— Required work —
Quote the line containing "Can you find the foam" and all lines that follow it in the listing below, exactly as written.

[Point labeling examples]
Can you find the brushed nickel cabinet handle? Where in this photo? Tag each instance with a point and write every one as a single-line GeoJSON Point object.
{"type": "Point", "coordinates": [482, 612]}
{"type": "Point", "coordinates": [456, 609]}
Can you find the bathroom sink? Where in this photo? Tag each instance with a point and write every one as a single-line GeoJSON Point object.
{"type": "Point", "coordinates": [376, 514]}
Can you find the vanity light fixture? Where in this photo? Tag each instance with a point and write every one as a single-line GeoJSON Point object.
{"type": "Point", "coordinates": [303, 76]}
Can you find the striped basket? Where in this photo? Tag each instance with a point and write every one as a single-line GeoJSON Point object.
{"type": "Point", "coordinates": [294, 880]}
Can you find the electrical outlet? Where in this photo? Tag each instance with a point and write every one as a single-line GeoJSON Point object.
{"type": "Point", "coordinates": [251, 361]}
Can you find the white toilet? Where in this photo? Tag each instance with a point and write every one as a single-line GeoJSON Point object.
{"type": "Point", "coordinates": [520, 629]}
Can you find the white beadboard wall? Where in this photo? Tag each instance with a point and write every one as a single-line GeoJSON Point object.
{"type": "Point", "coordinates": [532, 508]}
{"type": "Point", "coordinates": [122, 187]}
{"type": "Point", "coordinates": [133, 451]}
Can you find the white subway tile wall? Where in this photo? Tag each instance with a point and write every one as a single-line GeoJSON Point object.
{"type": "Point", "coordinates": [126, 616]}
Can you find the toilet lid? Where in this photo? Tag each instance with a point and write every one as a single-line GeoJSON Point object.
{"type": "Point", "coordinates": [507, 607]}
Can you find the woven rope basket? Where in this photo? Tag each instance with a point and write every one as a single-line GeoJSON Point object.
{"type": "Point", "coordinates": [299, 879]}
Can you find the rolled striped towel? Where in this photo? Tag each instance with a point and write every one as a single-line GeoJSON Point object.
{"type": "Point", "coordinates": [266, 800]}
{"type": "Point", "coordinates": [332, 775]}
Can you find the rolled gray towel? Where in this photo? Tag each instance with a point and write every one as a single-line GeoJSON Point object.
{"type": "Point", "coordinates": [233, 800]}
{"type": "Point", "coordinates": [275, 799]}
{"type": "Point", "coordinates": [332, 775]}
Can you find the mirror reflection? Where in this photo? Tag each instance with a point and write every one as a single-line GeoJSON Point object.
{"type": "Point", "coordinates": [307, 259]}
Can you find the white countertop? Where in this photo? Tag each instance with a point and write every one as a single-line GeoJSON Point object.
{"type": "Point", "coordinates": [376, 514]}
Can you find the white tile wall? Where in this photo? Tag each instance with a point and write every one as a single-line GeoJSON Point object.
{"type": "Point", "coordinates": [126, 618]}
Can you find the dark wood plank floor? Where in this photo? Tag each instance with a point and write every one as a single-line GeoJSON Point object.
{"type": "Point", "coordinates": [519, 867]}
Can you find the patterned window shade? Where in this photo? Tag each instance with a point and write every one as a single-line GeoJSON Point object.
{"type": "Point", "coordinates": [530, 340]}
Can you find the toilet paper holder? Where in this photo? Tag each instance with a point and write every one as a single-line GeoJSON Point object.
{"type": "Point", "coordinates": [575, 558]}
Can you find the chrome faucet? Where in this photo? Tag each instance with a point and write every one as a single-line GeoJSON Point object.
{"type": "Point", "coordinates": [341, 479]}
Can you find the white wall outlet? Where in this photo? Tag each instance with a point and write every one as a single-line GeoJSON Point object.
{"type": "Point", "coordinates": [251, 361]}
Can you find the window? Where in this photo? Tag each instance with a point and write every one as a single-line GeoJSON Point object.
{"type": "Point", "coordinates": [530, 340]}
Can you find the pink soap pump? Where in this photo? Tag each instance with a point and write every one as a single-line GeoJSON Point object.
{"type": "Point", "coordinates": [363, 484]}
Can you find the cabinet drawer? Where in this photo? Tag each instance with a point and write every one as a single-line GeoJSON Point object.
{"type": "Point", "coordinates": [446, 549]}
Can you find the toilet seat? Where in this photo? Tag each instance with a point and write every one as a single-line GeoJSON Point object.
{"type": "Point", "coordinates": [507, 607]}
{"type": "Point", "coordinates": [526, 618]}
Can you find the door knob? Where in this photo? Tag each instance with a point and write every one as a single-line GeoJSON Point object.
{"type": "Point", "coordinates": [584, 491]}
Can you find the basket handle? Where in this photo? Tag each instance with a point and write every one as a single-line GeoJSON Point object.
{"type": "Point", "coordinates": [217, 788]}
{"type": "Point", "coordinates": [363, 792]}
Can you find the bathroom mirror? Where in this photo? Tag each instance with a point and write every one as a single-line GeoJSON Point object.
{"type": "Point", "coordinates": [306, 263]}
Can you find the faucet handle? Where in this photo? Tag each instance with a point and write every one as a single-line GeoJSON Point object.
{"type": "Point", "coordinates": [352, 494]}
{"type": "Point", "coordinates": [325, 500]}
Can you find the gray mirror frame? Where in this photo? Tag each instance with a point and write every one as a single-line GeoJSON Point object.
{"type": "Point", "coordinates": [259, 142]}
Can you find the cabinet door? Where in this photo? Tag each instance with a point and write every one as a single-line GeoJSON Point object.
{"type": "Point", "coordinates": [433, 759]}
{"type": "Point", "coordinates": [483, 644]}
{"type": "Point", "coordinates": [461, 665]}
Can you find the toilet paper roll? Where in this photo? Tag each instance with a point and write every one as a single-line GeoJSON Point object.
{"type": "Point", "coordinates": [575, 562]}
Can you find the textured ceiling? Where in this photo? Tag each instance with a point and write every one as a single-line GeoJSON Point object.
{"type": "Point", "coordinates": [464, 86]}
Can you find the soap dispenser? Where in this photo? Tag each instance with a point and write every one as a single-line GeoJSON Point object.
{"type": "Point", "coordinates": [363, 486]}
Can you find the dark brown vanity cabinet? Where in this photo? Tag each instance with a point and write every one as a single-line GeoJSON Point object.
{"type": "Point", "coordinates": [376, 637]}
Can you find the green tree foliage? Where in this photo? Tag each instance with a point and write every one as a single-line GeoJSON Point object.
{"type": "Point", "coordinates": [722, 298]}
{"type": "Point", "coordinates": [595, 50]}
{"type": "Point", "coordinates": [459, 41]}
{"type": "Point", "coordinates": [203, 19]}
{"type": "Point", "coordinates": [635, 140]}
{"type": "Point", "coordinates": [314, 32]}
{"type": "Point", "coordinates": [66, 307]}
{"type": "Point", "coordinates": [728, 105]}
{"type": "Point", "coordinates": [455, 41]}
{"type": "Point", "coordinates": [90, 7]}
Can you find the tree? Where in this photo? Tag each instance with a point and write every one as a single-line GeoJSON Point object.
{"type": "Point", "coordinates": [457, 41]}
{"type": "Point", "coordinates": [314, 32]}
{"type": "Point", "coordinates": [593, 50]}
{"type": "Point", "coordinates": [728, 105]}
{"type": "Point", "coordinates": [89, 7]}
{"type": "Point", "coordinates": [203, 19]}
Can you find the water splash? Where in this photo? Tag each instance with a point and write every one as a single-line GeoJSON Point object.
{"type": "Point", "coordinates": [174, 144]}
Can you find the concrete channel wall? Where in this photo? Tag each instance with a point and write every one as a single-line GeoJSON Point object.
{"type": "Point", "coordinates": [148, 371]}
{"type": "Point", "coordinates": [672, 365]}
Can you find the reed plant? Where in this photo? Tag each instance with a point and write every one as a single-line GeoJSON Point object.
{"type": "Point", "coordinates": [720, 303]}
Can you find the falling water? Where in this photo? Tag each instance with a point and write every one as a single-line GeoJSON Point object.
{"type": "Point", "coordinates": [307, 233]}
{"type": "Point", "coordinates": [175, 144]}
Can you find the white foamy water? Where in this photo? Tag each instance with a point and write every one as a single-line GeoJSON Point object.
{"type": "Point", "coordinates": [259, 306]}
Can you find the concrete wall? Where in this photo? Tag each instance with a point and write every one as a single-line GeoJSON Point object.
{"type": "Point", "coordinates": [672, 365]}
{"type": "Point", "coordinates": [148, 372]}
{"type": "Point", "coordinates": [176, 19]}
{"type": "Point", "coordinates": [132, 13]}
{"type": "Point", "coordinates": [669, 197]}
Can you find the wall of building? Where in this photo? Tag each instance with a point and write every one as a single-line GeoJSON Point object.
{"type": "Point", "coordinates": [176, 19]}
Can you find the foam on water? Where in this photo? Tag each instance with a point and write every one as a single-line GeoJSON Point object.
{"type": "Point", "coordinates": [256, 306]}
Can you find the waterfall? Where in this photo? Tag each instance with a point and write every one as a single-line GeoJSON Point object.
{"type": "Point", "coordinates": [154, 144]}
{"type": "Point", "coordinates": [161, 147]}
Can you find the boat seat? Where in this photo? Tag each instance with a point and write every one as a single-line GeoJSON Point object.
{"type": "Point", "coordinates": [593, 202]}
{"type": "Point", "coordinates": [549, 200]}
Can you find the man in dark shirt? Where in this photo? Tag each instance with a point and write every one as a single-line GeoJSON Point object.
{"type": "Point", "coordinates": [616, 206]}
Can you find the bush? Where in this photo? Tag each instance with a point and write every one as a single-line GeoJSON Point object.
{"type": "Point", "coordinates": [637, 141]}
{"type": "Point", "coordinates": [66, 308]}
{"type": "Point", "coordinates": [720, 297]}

— Complete response —
Can you find the foam on water? Where in this photo? Tag each instance with a point and write every one as a single-line GeoJSON Point object.
{"type": "Point", "coordinates": [256, 306]}
Can you find the waterfall? Where in this photo? Tag each instance with a point and write every one as a single-line GeoJSON Point object.
{"type": "Point", "coordinates": [154, 144]}
{"type": "Point", "coordinates": [161, 147]}
Can you find the boat seat? Where in this photo? Tag each instance with a point and write every one as a single-line GeoJSON Point object.
{"type": "Point", "coordinates": [593, 202]}
{"type": "Point", "coordinates": [549, 200]}
Can you find the man in dark shirt? Where in this photo? Tag each instance with a point and write every one as a single-line GeoJSON Point object.
{"type": "Point", "coordinates": [616, 206]}
Can you find the bush? Where in this photo? Tag each instance with a point and write every one as a single-line GeoJSON Point object.
{"type": "Point", "coordinates": [637, 141]}
{"type": "Point", "coordinates": [66, 308]}
{"type": "Point", "coordinates": [720, 297]}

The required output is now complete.